_Task details_
Copy every entry below word for word, leaving out the pictures.

_Material shown_

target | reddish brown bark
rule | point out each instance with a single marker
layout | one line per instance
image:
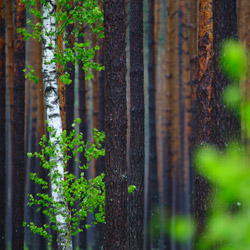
(18, 130)
(216, 125)
(83, 130)
(115, 126)
(2, 123)
(204, 98)
(178, 114)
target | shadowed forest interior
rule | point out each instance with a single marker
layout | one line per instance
(160, 78)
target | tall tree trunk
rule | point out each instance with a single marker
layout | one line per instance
(69, 91)
(152, 181)
(243, 16)
(2, 123)
(161, 118)
(137, 155)
(51, 99)
(83, 130)
(217, 21)
(115, 125)
(178, 149)
(204, 100)
(18, 130)
(10, 54)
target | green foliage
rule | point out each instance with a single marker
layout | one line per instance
(228, 171)
(233, 59)
(80, 196)
(86, 17)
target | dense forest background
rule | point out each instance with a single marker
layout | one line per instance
(165, 102)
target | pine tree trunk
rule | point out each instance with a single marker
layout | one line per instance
(137, 155)
(115, 125)
(51, 99)
(83, 130)
(18, 130)
(2, 123)
(153, 195)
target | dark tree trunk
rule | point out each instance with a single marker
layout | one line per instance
(18, 130)
(2, 123)
(137, 155)
(83, 130)
(225, 27)
(100, 163)
(115, 125)
(152, 176)
(69, 92)
(205, 125)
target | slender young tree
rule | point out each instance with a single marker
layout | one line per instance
(10, 53)
(2, 123)
(18, 130)
(83, 129)
(53, 116)
(69, 89)
(115, 125)
(136, 172)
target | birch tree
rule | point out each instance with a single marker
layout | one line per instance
(51, 100)
(48, 31)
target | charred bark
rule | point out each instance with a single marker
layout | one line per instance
(115, 125)
(152, 181)
(137, 155)
(69, 90)
(18, 130)
(83, 130)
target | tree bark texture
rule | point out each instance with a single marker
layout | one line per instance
(83, 130)
(137, 155)
(152, 176)
(243, 15)
(69, 90)
(51, 100)
(18, 176)
(217, 21)
(204, 101)
(2, 123)
(178, 116)
(10, 55)
(115, 125)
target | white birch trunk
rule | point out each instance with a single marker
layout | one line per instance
(51, 97)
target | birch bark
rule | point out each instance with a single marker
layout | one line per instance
(51, 100)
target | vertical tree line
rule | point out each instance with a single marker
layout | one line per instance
(2, 123)
(116, 231)
(176, 92)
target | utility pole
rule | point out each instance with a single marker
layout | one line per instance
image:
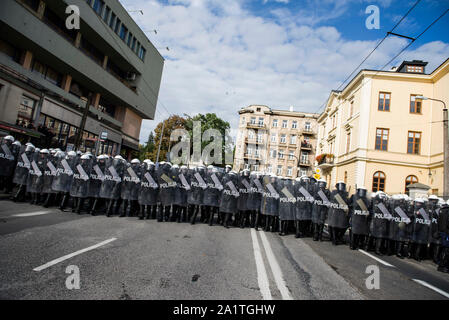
(445, 147)
(83, 122)
(160, 141)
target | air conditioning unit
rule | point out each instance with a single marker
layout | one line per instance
(131, 76)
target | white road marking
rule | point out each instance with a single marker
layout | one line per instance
(68, 256)
(30, 214)
(425, 284)
(376, 258)
(274, 265)
(262, 277)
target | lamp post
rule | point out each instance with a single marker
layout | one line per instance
(445, 146)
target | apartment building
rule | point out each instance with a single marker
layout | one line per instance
(49, 74)
(276, 141)
(378, 133)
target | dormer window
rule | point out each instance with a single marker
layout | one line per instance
(415, 69)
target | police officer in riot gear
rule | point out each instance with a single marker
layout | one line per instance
(359, 218)
(338, 218)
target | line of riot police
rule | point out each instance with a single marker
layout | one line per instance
(166, 192)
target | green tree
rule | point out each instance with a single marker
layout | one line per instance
(209, 121)
(172, 123)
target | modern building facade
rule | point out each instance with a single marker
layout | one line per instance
(377, 133)
(276, 141)
(50, 73)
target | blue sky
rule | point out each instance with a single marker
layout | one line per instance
(227, 54)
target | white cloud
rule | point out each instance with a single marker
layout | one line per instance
(223, 58)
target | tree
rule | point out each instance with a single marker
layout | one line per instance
(172, 123)
(209, 121)
(147, 149)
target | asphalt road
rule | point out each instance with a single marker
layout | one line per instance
(125, 258)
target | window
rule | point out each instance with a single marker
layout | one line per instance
(279, 171)
(106, 14)
(305, 157)
(307, 127)
(382, 139)
(117, 25)
(33, 4)
(112, 21)
(130, 39)
(410, 180)
(415, 104)
(142, 53)
(292, 139)
(384, 101)
(416, 69)
(379, 181)
(98, 6)
(348, 142)
(47, 73)
(414, 142)
(134, 44)
(283, 138)
(123, 32)
(291, 155)
(25, 112)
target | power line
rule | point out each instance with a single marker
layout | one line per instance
(372, 51)
(397, 55)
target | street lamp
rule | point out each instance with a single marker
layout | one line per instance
(445, 146)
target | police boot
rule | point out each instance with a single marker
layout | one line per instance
(160, 214)
(47, 201)
(79, 205)
(93, 210)
(444, 261)
(417, 253)
(378, 247)
(211, 216)
(65, 198)
(125, 206)
(226, 220)
(298, 229)
(256, 223)
(195, 214)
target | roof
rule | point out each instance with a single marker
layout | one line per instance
(418, 186)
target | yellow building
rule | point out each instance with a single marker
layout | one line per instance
(376, 133)
(276, 141)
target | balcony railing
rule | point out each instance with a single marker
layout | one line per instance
(255, 125)
(306, 146)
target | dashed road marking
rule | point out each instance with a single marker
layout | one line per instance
(68, 256)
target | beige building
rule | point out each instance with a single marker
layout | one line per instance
(276, 141)
(376, 133)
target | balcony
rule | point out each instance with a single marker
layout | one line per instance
(308, 131)
(325, 160)
(251, 156)
(253, 141)
(306, 146)
(304, 163)
(254, 125)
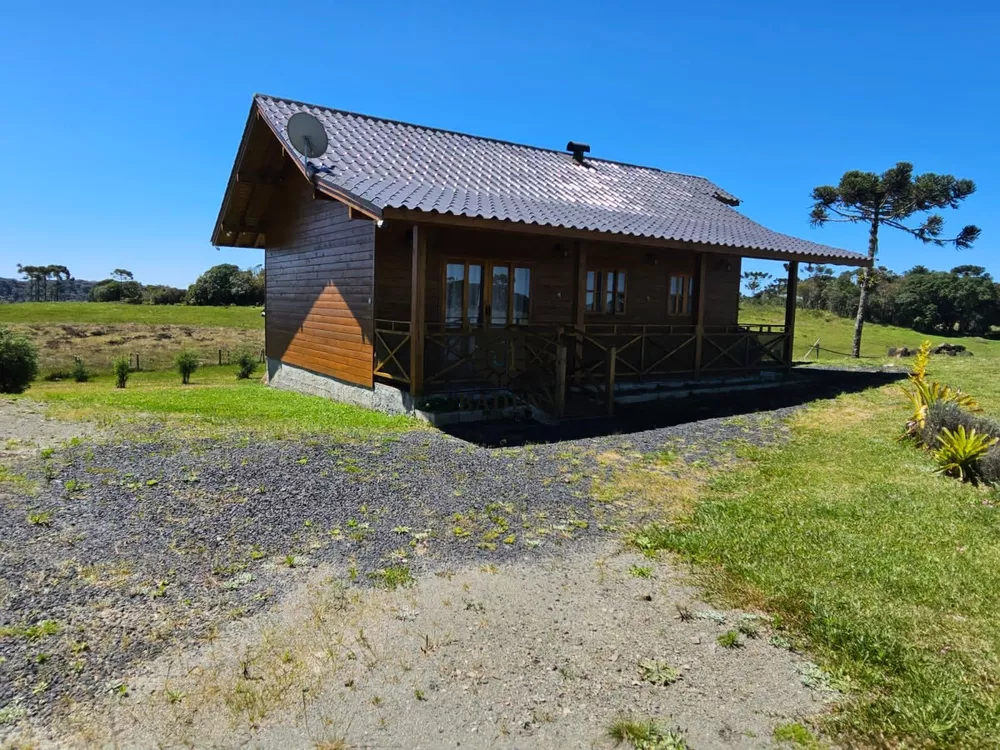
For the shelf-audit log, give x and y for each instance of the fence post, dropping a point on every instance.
(610, 385)
(560, 379)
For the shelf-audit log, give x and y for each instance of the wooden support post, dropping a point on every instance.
(791, 301)
(610, 385)
(560, 379)
(418, 309)
(579, 307)
(699, 318)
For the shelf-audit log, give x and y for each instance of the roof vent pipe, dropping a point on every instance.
(578, 150)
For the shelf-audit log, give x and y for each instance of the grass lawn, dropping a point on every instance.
(886, 571)
(214, 401)
(98, 332)
(117, 312)
(837, 334)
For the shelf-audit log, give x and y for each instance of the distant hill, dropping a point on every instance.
(16, 290)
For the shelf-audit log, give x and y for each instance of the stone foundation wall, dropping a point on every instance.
(382, 398)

_Solution for this problem_
target | reddish brown bark
rule | point out each instance with a single marker
layout | one line per instance
image:
(18, 130)
(216, 125)
(83, 130)
(115, 126)
(2, 123)
(204, 98)
(178, 114)
target | shadowed forest interior
rule | point out each instance with a single marker
layout | one line per instance
(160, 78)
target | tall tree trunk
rule | point out each instance with a single marker
layout | one line per instance
(69, 91)
(152, 181)
(243, 16)
(2, 123)
(161, 118)
(137, 155)
(51, 99)
(83, 130)
(217, 21)
(115, 125)
(178, 149)
(204, 100)
(18, 130)
(10, 54)
target | green foliage
rule | point out each instance with a single marker
layout | one line per instance
(228, 171)
(233, 59)
(80, 196)
(86, 17)
target | dense forest background
rule | point out each instance with a single marker
layout | one line per instance
(165, 102)
target | pine tree trunk
rule | point out each instance with a single marker
layout | one line per instance
(137, 155)
(115, 125)
(51, 99)
(83, 130)
(18, 130)
(2, 123)
(153, 195)
target | dark tree trunk
rule | point out each instance with a single marker
layout | one line per instance
(18, 130)
(2, 123)
(137, 155)
(83, 130)
(225, 27)
(100, 163)
(115, 125)
(152, 176)
(69, 92)
(205, 125)
target | slender young tree
rule | point out each instance with a single marker
layout | one line per instance
(10, 53)
(2, 123)
(18, 130)
(83, 129)
(53, 116)
(69, 89)
(115, 125)
(136, 172)
target | birch tree
rule | point out each instance with a single marker
layout | one line per instance
(51, 100)
(48, 31)
target | charred bark
rule | point out each instance with a single marker
layout | one line per instance
(115, 125)
(152, 181)
(137, 155)
(69, 90)
(18, 130)
(83, 130)
target | tree bark texture
rule | point out each instance with a single marker
layout | one line per instance
(83, 130)
(137, 155)
(152, 176)
(243, 15)
(69, 90)
(51, 100)
(18, 176)
(217, 21)
(204, 101)
(2, 123)
(178, 116)
(10, 55)
(115, 125)
target | white birch trunk
rule | point out each instance with a single marker
layout | one line per instance
(51, 97)
target | birch bark
rule | point out each instance with a single marker
layout | one line per instance
(51, 100)
target | vertical tree line
rule | point out each instance with a single marker
layout | one line per instance
(2, 123)
(116, 231)
(176, 92)
target | utility pole
rule | point out each instance with a single marker
layout | one line per instance
image:
(445, 147)
(83, 122)
(160, 141)
target | air conditioning unit
rule | point out each instance with a single marker
layout | one line per instance
(131, 76)
target | white road marking
rule | point out each instance with a single marker
layout | one line per instance
(68, 256)
(30, 214)
(425, 284)
(376, 258)
(274, 265)
(262, 277)
target | lamp post
rule | point out each instance with a single marker
layout | one line per instance
(445, 146)
target | apartment building
rule | point out each instance with a single marker
layout | one line per instance
(49, 74)
(276, 141)
(378, 133)
target | dormer window
rule | point out each instance with a single marker
layout | one line per instance
(415, 69)
target | police officer in riot gear
rule | point out each instance with a single marker
layout | one line per instance
(359, 218)
(338, 218)
target | line of riot police
rule | point out each instance with a single marker
layout | one line per instance
(166, 192)
target | green tree
rule | point out each instance with a single marker
layout | one line per instance
(209, 121)
(172, 123)
target | modern building facade
rule | point out each instance with a single marker
layout | one line per instance
(377, 133)
(276, 141)
(50, 73)
target | blue sky
rule | point out each instance with a single marker
layout | one line per instance
(227, 54)
target | white cloud
rule | point out each instance with a single marker
layout | one line per instance
(223, 58)
target | tree
rule | point out each instance with a single marker
layout | one line per instance
(172, 123)
(209, 121)
(147, 149)
target | asphalt road
rule | point out each instance with a single marker
layout | one line per instance
(125, 258)
target | window
rule | point out each instance with a single marker
layout | one line per instance
(279, 171)
(106, 14)
(305, 157)
(307, 127)
(382, 139)
(117, 25)
(33, 4)
(112, 21)
(130, 39)
(410, 180)
(415, 104)
(142, 53)
(292, 139)
(384, 101)
(416, 69)
(379, 181)
(98, 6)
(348, 142)
(47, 73)
(414, 142)
(134, 44)
(283, 138)
(123, 32)
(291, 155)
(25, 112)
target | power line
rule | point out each instance with a single marker
layout | one line per instance
(372, 51)
(397, 55)
target | street lamp
rule | point out each instance with a single marker
layout | one line per instance
(445, 146)
target | police boot
rule | point out each instance with a single marker
layout | one line per instance
(160, 214)
(47, 201)
(79, 205)
(93, 210)
(444, 261)
(417, 253)
(378, 247)
(211, 216)
(65, 198)
(125, 206)
(226, 220)
(298, 229)
(256, 223)
(195, 214)
target | roof
rule | point out each instance with a single marker
layout | one line per instance
(418, 186)
target | yellow building
rule | point out each instance with a single marker
layout | one line per instance
(376, 133)
(276, 141)
target | balcony railing
rule | point out each instance with a single marker
layout | one line per instance
(255, 125)
(306, 146)
target | dashed road marking
rule | point out each instance with a single marker
layout | one line per instance
(68, 256)
target | beige building
rule | point out each instance with a single marker
layout | one line per instance
(276, 141)
(376, 133)
target | balcony
rule | point out each instance with a single marker
layout | one line per instance
(308, 131)
(325, 160)
(251, 156)
(253, 141)
(306, 146)
(304, 163)
(254, 125)
For the shelf-audit log, give x and y for each instance of the fence post, dropping a point on every instance.
(610, 385)
(560, 379)
For the shelf-audit log, give x and y for each instance of the wooden support post, dropping a point on every instance.
(791, 301)
(610, 385)
(560, 379)
(418, 309)
(579, 307)
(699, 318)
For the shelf-audit log, give x and y for each instance of the roof vent pipe, dropping a point on every instance.
(578, 150)
For the shelf-audit log, give x and y for each instance of the grass lawn, dropping a point on every instance.
(886, 571)
(214, 401)
(98, 332)
(117, 312)
(837, 334)
For the shelf-audit log, give x and y for each instance of the distant hill, dropping a point on every instance.
(16, 290)
For the shelf-audit log, give x and y for each instance of the stone foundation wall, dropping a point on every instance.
(382, 398)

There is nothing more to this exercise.